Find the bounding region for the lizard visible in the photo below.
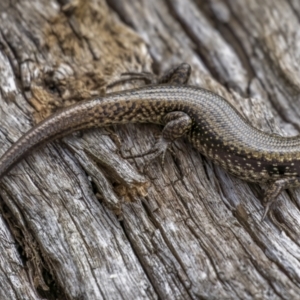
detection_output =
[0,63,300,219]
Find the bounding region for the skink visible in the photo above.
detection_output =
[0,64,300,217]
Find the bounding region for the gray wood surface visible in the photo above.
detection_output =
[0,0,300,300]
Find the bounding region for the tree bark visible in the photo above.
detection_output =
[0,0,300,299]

--

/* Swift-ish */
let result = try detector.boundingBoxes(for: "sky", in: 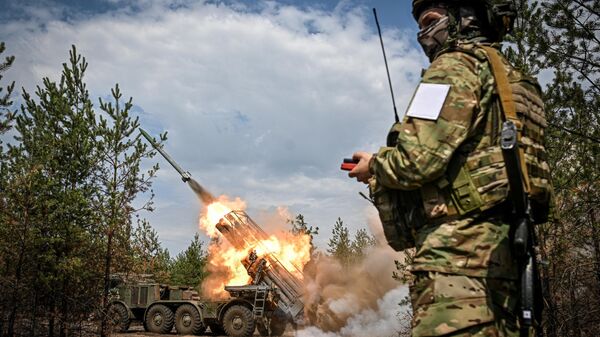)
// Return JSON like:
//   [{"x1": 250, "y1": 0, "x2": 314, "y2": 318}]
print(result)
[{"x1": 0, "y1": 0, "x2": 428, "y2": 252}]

■ 서술형 문제 ■
"Find the bounding region for the lizard" 문구가 포함된 줄에서 시작해 "[0,0,300,299]" 문구가 포함된 줄로 끝나는 부분을 다시 작성하되, "bounding region" 자리에 "bounding box" 표현을 넣고 나머지는 그대로 유지하시오. 답에서 그림은 제외하시오.

■ 서술형 풀이 ■
Find the bounding box for the lizard visible in the photo below.
detection_output =
[0,63,300,219]
Find the bounding box for the skink visible in the photo above.
detection_output =
[0,64,300,217]
Find the bounding box for the gray wood surface visible in the photo above.
detection_output =
[0,0,300,300]
Find the bounding box for the tree bark visible in the photo above.
detection_output =
[0,0,300,299]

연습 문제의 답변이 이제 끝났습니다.